>> Start Page
The masses $M_W$ and $M_Z$ are universal to all
the $SU(2)\times U(1)$'s, i.e., to all
branes,  and they are just the masses of the $W$ and $Z$ measured
in the low energy theory: 
\begin{eqnarray}
M_W &=& \frac{\tilde{g}_2^2 v_0^2}{2} = \frac{g_2^2 \tilde{v}_0^2}{2} \\
M_Z &=& \frac{(\tilde{g}_2^2 + \tilde{g}_1^2)v_0^2}{2} 
= \frac{(g_2^2 + g_1^2) \tilde{v}_0^2}{2},  
\end{eqnarray}
where $g_1$, $g_2$ and $\tilde{v}_0$ are measured at low energies. 

Combining these expressions with the full KK mass
formula, we find that the $W$, $Z$ and $\gamma$ KK
towers are given by:
\be
M^n_\gamma{}^2 =  4 M_0^2\sin^2\frac{\gamma_n}{2}
\ee
\be
M^n_W{}^2 =  M_W^2 + 4 M_0^2\sin^2\frac{\gamma_n}{2}
\ee
\be
M^n_Z{}^2 =  M_Z^2 + 4 M_0^2\sin^2\frac{\gamma_n}{2}
\ee
Each of the KK mode levels thus has a fine-structure determined
by the electroweak symmetry breaking. 



\section{Incorporating Fermions}

\subsection{Chiral Fermions}

In $4+1$ dimensions free
fermions are vectorlike.
Chiral fermion zero modes can be
readily engineered.  For example, 
one can use domain
wall kinks in a background
field  which couples to  the fermion 
like a mass term. This can trap a chiral zero-mode
on the kink \cite{kaplan}. 
The magnitude of the kink field
away from the domain wall can be arbitrarily
large, so the vectorlike fermion masses
can be made arbitrarily large, and
are not directly related to the compactification scale.
This means that we need be concerned at present {\em only}
with the chiral zero-modes.
That is, from the point of view of our $3+1$
effective Lagrangian approach,
if we are only interested in the 
fermionic
zero modes then we can simply incorporate
the chiral fermions by hand.  
%The details
%of chiral engineering would imply matching information that
%determines fermion mixing angles, Higgs-Yukawa
%couplings, etc., from the underlying theory, and
%that is lost in this approximation. However, it
%is not clear that we gain net information 
%from such constructions,
%and a purely descriptive effective Lagrangian
%is useful. So we proceed.
>> End Page
>> Start Extracted records
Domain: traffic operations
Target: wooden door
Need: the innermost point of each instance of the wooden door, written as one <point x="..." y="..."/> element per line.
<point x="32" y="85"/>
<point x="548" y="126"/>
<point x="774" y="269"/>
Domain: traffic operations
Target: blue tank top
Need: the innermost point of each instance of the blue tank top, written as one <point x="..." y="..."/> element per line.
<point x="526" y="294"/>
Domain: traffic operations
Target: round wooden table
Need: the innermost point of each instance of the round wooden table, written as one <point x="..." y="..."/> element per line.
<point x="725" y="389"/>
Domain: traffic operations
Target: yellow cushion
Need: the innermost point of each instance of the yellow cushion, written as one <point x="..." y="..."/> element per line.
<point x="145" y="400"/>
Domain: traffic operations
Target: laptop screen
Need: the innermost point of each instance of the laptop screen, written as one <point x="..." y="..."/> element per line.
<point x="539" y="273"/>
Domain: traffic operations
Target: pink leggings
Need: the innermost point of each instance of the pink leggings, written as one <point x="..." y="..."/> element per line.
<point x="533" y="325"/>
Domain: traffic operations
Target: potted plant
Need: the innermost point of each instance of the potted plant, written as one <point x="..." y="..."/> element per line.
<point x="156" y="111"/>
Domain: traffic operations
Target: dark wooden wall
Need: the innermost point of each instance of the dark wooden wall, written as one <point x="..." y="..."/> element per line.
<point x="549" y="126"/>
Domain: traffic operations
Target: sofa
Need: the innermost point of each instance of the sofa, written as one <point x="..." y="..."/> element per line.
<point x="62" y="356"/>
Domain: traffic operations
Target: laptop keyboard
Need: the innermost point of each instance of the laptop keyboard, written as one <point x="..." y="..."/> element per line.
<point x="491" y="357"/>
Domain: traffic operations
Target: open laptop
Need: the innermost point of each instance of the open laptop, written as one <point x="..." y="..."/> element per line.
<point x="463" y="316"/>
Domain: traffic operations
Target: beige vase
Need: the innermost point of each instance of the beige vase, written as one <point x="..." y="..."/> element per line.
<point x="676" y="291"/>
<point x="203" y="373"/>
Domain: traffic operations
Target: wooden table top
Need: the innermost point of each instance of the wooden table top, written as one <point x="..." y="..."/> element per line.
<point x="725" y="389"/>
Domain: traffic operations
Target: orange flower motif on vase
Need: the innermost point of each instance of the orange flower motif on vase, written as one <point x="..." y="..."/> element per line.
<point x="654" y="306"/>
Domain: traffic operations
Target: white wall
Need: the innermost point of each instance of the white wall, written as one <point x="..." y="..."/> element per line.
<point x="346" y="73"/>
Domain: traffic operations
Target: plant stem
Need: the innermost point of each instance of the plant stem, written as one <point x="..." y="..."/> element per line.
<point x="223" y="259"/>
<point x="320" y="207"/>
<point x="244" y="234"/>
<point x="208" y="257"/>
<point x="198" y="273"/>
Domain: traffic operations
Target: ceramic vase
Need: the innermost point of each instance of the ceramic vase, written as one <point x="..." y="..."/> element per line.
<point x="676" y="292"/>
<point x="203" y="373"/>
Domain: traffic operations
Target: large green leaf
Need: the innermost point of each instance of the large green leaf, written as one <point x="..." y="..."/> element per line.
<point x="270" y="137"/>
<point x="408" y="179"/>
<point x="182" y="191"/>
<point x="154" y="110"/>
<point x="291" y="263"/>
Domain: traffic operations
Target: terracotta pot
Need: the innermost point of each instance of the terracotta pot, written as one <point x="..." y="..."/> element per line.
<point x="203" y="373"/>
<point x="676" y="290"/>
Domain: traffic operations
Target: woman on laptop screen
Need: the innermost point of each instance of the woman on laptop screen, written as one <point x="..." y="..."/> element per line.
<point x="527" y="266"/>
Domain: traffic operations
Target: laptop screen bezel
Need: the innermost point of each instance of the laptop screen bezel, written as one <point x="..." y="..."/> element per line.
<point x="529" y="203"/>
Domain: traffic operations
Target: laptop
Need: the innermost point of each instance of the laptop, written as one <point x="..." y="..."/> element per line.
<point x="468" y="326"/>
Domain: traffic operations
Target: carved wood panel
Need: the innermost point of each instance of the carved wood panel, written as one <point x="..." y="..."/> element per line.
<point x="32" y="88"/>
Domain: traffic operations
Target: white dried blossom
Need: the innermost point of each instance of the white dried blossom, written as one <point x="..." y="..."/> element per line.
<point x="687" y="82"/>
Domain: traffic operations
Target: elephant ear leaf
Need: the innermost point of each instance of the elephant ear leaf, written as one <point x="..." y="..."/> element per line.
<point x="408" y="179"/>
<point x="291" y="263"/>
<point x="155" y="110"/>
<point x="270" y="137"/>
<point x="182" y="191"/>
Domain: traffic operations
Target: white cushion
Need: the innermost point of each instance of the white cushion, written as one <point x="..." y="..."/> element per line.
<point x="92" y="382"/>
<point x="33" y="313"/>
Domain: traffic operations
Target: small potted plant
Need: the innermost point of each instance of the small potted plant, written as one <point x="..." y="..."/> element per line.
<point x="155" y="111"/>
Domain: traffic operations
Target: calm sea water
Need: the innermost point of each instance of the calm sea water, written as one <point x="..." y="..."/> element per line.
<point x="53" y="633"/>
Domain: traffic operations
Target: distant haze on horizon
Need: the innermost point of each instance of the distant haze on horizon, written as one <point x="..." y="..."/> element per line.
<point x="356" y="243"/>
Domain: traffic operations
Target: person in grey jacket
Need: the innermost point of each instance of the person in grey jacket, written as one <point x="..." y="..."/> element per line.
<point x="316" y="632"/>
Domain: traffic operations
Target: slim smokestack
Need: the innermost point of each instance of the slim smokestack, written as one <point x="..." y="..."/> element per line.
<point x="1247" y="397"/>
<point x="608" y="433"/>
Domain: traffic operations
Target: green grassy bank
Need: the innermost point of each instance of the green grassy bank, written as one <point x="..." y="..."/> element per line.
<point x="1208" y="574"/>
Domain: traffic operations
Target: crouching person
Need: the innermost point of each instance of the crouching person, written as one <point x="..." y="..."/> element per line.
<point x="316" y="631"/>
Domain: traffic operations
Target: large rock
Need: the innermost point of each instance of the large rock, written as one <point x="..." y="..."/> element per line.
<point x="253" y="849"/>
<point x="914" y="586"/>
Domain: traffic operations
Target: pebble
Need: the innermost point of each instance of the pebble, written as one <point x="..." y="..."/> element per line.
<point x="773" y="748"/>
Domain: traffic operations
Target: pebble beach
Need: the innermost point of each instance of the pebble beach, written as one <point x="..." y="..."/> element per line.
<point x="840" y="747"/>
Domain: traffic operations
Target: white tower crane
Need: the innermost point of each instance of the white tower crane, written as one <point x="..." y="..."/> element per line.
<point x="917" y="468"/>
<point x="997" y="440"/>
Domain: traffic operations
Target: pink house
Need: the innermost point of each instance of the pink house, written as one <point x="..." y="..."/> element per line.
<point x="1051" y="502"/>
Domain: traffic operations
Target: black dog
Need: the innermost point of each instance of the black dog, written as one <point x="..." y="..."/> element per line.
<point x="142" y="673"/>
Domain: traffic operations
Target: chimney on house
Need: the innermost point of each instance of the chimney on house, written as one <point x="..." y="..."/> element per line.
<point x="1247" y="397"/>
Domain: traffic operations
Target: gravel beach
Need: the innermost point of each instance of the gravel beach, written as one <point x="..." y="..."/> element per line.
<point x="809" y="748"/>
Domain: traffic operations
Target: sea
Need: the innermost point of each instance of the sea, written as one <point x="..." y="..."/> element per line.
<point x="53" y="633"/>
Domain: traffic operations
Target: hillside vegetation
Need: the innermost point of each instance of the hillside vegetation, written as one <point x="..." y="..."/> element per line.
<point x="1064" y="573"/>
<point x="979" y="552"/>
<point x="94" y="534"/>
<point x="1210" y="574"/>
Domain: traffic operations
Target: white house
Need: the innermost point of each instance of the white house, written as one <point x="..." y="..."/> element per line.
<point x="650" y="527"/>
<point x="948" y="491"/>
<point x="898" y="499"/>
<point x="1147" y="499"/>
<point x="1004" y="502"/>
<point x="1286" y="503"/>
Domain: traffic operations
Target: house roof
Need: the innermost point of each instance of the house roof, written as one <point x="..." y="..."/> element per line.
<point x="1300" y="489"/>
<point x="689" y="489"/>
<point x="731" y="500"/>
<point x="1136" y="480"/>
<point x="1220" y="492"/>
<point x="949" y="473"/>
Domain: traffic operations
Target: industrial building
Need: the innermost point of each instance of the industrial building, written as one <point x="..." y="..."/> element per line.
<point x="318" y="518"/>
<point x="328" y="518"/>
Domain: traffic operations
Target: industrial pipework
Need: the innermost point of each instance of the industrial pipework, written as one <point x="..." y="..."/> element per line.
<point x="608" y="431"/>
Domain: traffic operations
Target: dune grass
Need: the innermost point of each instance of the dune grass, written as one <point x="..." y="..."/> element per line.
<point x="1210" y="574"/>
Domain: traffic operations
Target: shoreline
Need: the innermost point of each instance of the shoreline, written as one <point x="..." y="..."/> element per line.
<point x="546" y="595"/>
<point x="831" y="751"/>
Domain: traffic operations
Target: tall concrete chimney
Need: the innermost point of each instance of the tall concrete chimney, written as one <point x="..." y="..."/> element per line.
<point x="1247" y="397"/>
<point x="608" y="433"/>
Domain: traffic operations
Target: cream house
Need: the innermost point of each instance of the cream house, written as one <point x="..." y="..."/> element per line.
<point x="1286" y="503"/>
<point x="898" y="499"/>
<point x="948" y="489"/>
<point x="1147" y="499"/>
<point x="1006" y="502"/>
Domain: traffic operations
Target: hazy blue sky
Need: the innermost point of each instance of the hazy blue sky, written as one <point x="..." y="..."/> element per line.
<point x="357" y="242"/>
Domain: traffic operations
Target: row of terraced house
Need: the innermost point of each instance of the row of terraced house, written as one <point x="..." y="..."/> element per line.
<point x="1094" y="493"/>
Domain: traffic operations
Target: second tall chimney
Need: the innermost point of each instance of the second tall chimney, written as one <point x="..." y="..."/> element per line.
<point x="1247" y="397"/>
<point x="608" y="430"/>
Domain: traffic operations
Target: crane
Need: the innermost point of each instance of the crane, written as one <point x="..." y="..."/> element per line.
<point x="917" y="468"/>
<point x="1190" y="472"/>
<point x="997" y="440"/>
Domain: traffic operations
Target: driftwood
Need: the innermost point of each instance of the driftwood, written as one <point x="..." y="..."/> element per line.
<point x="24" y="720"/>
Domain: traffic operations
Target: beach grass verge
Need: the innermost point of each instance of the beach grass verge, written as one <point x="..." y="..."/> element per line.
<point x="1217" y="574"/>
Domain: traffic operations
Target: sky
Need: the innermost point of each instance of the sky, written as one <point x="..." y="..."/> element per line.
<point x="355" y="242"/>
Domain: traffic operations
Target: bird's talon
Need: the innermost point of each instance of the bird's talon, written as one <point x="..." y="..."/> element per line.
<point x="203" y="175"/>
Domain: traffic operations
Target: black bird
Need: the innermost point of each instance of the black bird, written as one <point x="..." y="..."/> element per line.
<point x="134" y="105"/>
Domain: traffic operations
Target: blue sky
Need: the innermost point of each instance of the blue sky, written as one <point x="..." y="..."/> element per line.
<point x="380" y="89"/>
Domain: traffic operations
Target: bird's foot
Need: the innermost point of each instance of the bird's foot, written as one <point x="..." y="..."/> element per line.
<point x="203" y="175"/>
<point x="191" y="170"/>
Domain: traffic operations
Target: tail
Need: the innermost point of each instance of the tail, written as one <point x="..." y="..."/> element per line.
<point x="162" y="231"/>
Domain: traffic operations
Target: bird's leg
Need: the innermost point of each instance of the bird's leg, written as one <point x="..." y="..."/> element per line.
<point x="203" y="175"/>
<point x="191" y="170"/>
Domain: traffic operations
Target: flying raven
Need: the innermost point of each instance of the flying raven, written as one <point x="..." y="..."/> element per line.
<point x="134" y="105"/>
>> End Extracted records
### [List of tasks]
1. Name every particle whose KK tower is given in the physics excerpt.
2. Pull out each line of the entries that contains the string "laptop".
The physics excerpt and the entries have no connection to each other.

### [Answers for the tasks]
1. W, Z, γ

2.
Target: laptop screen
Need: the innermost point of each instance of the laptop screen, written as one <point x="..." y="..."/> element per line.
Target: laptop keyboard
Need: the innermost point of each instance of the laptop keyboard, written as one <point x="..." y="..."/> element per line.
Target: open laptop
Need: the innermost point of each instance of the open laptop, written as one <point x="..." y="..."/> element per line.
Target: woman on laptop screen
Need: the innermost point of each instance of the woman on laptop screen, written as one <point x="..." y="..."/> element per line.
Target: laptop screen bezel
Need: the innermost point of each instance of the laptop screen bezel, written as one <point x="..." y="..."/> element per line.
Target: laptop
Need: the innermost point of each instance of the laptop, written as one <point x="..." y="..."/> element per line.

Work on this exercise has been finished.